▶ [Given task] Copy out the records from the line with "Each instance of the asphalt" to the line with "x=235 y=171", both lines included and requests kept, raising every coordinate in the answers by 45.

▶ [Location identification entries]

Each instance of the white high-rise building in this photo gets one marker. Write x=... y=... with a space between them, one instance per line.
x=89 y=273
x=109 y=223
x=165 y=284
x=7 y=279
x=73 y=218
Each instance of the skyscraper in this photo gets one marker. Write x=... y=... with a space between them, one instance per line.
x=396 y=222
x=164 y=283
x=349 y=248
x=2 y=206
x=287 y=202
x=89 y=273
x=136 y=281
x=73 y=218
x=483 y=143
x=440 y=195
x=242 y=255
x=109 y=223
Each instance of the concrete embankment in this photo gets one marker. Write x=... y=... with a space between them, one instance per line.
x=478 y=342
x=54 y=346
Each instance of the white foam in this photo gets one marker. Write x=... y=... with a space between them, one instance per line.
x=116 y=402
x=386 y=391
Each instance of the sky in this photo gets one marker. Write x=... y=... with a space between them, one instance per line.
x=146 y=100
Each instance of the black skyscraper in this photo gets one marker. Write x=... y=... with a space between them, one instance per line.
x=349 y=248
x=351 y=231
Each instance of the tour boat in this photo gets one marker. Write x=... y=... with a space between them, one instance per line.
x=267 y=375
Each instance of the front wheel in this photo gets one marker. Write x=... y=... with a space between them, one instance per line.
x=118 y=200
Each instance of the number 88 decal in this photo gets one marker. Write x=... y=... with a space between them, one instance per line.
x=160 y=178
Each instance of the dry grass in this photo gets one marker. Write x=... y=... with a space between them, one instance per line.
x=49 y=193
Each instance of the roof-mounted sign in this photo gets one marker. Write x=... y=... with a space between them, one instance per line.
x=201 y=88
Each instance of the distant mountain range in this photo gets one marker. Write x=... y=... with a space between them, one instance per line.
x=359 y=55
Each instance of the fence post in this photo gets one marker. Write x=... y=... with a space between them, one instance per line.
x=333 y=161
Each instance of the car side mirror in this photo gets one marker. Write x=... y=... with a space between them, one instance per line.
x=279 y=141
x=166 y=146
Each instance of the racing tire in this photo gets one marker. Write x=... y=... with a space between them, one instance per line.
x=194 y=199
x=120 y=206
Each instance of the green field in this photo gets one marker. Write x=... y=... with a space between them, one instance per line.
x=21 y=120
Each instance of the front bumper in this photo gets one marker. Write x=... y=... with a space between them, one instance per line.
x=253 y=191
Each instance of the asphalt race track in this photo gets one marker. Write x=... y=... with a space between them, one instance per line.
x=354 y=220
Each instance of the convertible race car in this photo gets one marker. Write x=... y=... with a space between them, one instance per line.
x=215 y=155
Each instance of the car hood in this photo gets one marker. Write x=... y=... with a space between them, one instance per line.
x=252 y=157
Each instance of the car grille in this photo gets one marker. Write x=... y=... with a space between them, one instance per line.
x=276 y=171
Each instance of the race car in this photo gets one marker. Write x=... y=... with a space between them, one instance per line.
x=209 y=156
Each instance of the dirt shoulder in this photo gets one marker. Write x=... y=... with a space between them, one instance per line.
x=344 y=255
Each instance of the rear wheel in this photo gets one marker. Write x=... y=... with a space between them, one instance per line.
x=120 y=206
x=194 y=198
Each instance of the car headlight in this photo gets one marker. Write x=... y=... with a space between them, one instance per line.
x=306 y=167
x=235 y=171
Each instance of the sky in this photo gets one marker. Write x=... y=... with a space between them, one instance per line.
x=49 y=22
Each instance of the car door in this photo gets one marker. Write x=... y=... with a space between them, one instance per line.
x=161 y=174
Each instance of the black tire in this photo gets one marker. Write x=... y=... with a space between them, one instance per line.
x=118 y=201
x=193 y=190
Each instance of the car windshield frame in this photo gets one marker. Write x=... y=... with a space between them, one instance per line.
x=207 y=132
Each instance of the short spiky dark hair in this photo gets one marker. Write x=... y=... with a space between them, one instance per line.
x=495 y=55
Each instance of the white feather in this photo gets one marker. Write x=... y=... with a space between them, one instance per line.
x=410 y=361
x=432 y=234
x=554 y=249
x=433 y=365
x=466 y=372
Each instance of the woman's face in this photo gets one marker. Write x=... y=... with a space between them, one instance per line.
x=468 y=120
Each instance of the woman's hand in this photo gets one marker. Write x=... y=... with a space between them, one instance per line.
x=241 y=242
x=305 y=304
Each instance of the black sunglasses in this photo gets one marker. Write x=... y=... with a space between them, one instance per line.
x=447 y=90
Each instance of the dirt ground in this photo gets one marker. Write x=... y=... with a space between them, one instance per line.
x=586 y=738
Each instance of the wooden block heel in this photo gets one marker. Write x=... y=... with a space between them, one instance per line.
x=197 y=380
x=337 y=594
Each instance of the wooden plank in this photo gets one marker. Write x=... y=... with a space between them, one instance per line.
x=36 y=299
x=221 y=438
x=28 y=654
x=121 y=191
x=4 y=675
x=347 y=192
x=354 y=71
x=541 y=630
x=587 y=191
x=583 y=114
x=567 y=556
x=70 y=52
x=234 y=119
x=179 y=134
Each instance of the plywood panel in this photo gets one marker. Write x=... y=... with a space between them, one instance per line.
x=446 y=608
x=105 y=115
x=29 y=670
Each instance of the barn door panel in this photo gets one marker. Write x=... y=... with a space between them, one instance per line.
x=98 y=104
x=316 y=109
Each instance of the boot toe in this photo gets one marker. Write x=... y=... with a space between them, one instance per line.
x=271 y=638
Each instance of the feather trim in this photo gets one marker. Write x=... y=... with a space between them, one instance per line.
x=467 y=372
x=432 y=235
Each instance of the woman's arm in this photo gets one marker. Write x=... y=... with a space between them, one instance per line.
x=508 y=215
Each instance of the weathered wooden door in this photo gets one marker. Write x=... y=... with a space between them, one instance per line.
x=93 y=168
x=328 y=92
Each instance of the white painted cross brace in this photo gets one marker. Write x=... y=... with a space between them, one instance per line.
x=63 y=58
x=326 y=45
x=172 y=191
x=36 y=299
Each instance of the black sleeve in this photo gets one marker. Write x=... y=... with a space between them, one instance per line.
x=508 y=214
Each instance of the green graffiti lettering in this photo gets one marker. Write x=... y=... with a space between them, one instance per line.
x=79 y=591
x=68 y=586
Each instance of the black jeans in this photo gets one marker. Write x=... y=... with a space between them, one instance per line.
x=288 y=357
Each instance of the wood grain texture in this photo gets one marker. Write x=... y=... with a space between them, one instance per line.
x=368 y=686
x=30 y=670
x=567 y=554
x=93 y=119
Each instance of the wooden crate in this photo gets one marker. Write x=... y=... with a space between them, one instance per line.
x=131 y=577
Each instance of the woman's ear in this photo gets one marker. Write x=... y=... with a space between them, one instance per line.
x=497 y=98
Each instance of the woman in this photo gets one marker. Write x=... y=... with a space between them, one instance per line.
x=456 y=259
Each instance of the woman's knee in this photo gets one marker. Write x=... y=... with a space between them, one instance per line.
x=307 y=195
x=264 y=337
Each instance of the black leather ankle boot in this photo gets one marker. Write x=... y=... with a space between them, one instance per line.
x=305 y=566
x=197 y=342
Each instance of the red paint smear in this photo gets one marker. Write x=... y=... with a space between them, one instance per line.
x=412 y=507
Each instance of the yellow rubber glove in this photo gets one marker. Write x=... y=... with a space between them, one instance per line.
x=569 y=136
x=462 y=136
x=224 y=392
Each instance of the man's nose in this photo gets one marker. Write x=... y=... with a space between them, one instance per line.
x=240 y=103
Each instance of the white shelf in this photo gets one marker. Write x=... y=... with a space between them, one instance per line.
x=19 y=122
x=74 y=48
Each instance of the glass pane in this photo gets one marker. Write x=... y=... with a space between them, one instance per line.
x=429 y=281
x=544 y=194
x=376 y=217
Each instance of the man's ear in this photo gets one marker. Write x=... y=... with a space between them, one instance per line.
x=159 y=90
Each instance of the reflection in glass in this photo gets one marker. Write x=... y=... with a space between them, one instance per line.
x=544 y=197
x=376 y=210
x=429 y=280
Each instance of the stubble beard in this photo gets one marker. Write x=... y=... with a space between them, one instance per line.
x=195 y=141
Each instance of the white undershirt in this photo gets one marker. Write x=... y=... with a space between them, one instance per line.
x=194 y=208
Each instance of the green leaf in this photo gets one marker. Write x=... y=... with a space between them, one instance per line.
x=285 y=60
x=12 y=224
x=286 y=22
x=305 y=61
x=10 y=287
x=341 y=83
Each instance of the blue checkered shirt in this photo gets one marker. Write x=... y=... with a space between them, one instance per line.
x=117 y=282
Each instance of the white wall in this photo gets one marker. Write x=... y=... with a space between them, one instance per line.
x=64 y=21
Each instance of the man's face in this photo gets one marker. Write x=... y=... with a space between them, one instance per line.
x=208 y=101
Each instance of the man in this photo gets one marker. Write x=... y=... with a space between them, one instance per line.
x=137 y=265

▶ [Final result]
Each instance of the asphalt race track in this photo gets one marker. Write x=... y=... with a space between them, one instance per line.
x=399 y=265
Each instance of the convertible race car in this photo gets one marker. Write x=... y=... with a space between them, one instance per line.
x=260 y=200
Each instance of the car hood in this photo gets one marker. Write x=... y=... with a space between them, one instance per line.
x=297 y=202
Each instance of the car grille in this photo gets one marker. Write x=... y=... with a space between them, one instance per line.
x=321 y=216
Each instance of the race car in this photo gets one marker. Write x=... y=... with a space between them, one instance per line.
x=254 y=201
Each instance of the dirt shoulder in this photo gets one marker. Write x=... y=... with a space between them, one instance per line.
x=389 y=300
Each instance of the rear wheel in this photo gets one marker. Write x=... y=... with a space between them, one instance per line.
x=165 y=251
x=239 y=243
Each instance of the car headlight in this photo gets one marker. Write x=... y=... with a space between them, one instance per line.
x=351 y=212
x=280 y=216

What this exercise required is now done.